• Explore the material:
- 1) According to the text on trail mix and yogurt, why is trail mix a good food for hiking?
- 2) Reproduce everything from "If the yogurt" down to "excess sugar intake." in the text on trail mix and yogurt, renaming "nutrition label" as "food label".
- 3) Write the next part of the text on trail mix and yogurt, picking up after its final sentence.

• Exercise text:
• • • • •

1. Trail Mix
People reach for trail mix for a number of reasons, most notably of which is “it’s a healthy snack.” You’re right, it’s very healthy; it provides long-term energy, is calorie dense, tastes pretty great, and provides all the nutrients your body needs… for hiking. And I don’t think you’re hiking in your office chair.
By this I mean when you hike for hours at a time, you have an increased heartrate and above-average calorie expenditure from long bouts of exercise. You’re using all sorts of muscles to climb those trails, and trail-mix is a high sugar, high fat, moderate protein food to help promote extended energy levels and recovery.
The problem? You don’t have to worry about losing fat when you’re hiking. In fact, you want some of that. Your body doesn’t want to die. Or fall off the mountain.
Keep this in mind: two or three big handfuls of trail-mix are easy to munch through, especially when your mind is occupied on something else. These can reach upwards of 400 calories. And you did that just for a snack, and didn’t keep in mind the rest of the food you’d eat that day. It’s not wholly bad for you, but odds are it helps push you over your fat-loss calorie limits for that day.
Yogurt has been touted as the go-to “healthy” snack of choice. As it should; it has great healthy fats, cultures for your digestive system, and dense amounts of calcium and phosphorous. I always advocate for people to eat yogurt. It’s seriously awesome.
Yogurt will not make you skinny.
Keep this in mind when you’re eating yogurt: sugar. Sugar. Sugar.
If the yogurt tastes fruity and sweet and wonderful, turn that sucker around and check the nutrition label. One regular cup of yogurt can have almost 30g of sugar. That’s an insane amount of sugar for a snack. This isn’t wholly bad of course (just like the trail-mix) but there’s a time and a place for it. If the rest of the food in your day is out of your fat-burning calorie limit, yogurt will not help matters. Try greek yogurts or low-sugar yogurts to reduce excess sugar intake.

• • • • •

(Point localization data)
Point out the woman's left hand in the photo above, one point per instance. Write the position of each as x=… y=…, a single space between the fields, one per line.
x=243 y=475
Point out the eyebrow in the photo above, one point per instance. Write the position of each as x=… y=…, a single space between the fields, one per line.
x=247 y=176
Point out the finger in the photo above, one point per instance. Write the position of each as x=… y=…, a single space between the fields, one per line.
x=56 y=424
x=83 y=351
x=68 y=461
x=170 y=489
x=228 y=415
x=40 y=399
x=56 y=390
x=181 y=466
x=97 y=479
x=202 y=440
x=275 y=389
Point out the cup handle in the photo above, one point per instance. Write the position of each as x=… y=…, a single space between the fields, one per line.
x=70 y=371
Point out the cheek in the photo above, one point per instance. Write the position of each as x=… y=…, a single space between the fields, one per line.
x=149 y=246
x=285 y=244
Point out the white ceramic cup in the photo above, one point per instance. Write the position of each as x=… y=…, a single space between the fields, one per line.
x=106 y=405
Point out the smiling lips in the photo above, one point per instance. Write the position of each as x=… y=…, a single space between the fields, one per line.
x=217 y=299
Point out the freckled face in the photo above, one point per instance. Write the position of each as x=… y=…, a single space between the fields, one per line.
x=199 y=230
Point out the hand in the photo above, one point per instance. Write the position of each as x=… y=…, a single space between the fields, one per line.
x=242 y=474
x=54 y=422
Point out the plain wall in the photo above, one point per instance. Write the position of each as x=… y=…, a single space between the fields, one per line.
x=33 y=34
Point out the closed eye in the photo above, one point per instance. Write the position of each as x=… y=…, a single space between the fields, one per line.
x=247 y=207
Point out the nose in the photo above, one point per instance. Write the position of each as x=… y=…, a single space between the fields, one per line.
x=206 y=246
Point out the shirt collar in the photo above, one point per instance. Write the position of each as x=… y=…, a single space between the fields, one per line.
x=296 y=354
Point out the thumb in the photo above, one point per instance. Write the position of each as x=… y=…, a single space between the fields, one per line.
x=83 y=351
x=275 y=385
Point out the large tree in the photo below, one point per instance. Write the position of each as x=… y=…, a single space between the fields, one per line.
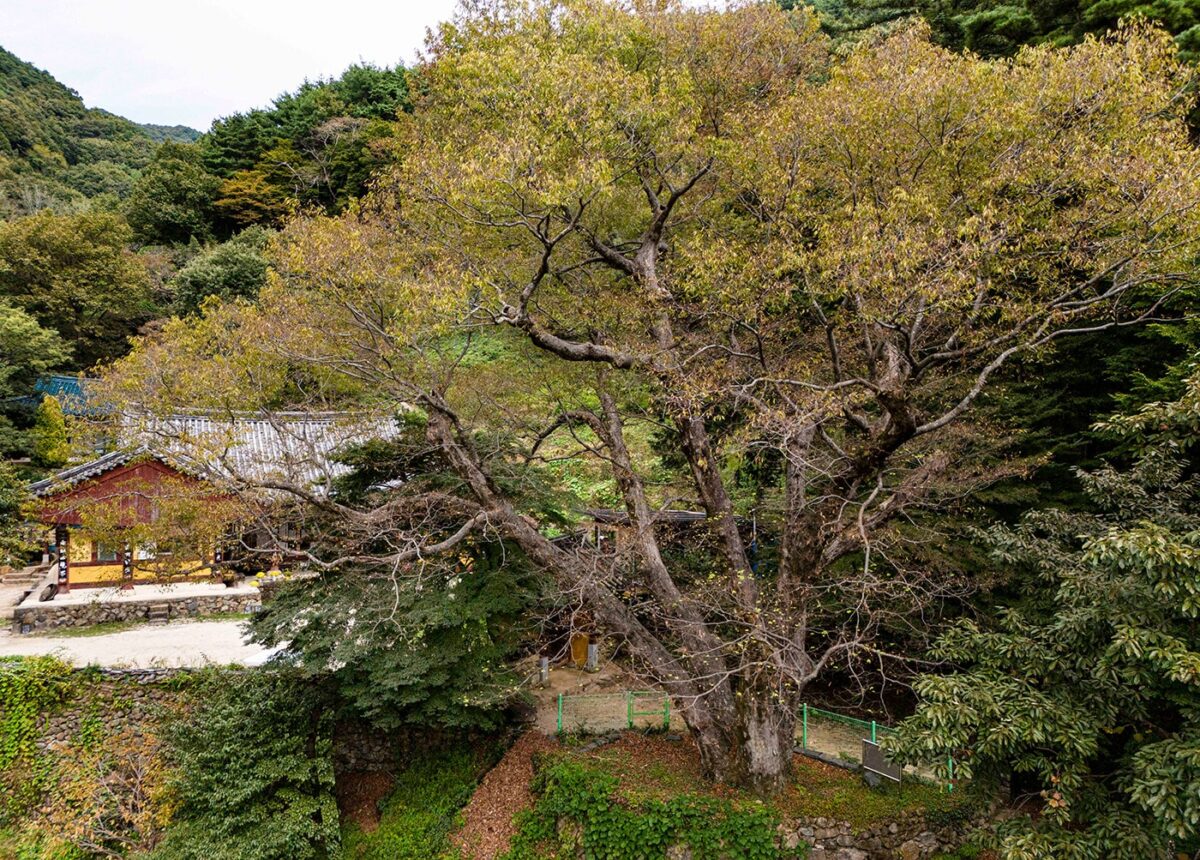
x=1085 y=695
x=76 y=275
x=735 y=274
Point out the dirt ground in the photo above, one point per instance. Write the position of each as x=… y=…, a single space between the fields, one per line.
x=175 y=644
x=359 y=795
x=487 y=819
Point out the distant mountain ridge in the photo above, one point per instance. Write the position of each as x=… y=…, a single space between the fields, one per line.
x=174 y=133
x=57 y=152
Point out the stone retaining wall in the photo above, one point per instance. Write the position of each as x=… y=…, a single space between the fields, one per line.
x=909 y=837
x=42 y=617
x=137 y=699
x=117 y=699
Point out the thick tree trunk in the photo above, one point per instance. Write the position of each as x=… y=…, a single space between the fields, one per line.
x=749 y=747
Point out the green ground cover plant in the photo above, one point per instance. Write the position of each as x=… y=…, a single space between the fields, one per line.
x=423 y=809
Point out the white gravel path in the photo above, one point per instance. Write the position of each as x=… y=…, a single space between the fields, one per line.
x=179 y=643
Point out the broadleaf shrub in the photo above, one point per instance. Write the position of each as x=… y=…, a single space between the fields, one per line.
x=255 y=775
x=579 y=815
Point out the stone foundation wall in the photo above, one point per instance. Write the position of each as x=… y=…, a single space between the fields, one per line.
x=42 y=617
x=909 y=837
x=137 y=699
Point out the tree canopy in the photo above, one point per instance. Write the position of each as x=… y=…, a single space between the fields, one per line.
x=1086 y=695
x=76 y=275
x=751 y=278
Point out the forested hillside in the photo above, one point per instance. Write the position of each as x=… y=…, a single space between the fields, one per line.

• • • • •

• Results for the exercise:
- 1) Hiking for hours raises the heart rate, burns above-average calories through long bouts of exercise, and works many muscles on the climb. Trail mix is a high-sugar, high-fat, moderate-protein food that helps promote extended energy levels and recovery.

- 2)
If the yogurt tastes fruity and sweet and wonderful, turn that sucker around and check the food label. One regular cup of yogurt can have almost 30g of sugar. That’s an insane amount of sugar for a snack. This isn’t wholly bad of course (just like the trail-mix) but there’s a time and a place for it. If the rest of the food in your day is out of your fat-burning calorie limit, yogurt will not help matters. Try greek yogurts or low-sugar yogurts to reduce excess sugar intake.

- 3)
3. Vitamin Water
Another healthy product that is, in fact, healthy. You’re not going to get all those vitamins and minerals in most foods by themselves. This is a pretty cool product. But alas, it’s loaded with sugar. Remember; if a liquid is sweet, it’s most likely got a ton of sugar in it. Vitamin Water is no exception. Shoot for the zero-sugar options.
Bananas are one of the best fruits out there (if you trust my most humble opinion!). I could eat bananas all day. Bananas are awesome and quick and taste amazing. Even banana flavored foods are great.
Bananas are curved yellow sugar tubes.
Despite having moderately good potassium levels, fiber, and Vitamin C, bananas can reach upwards of 35g of sugar per fruit. Again, bananas aren’t wholly bad, but in the grand scheme of your day they can be your limiting factor. Bananas are extremely calorie dense for what they are and should be consumed responsibly.
I almost never have good things to say about salads, and not because I don’t like salads. I love salads. I incorporate them in my meals when the mood strikes.
What I don’t like about this food choice is how most people go about eating them. They’re just water-leaves loaded with fatty and sugary dressings (most of the time). I appreciate a good salad with spinach, low-calorie dressing, a high protein count, and maybe even some cranberries or sunflower seeds. These are good salads.
Don’t be that person eating a salad whom I could ask, “Would you like some salad with that dressing?” Seriously. People eat salads to drop their daily calories, but add nasty dressings that ruin the entire concept. You need to have a certain amount of calories (“energy”) every day to reach your goals. Salads are like eating nothing. You know what eating nothing does? Makes you eat more, later.
Stop eating nothing. And add protein. You’re most likely not getting enough.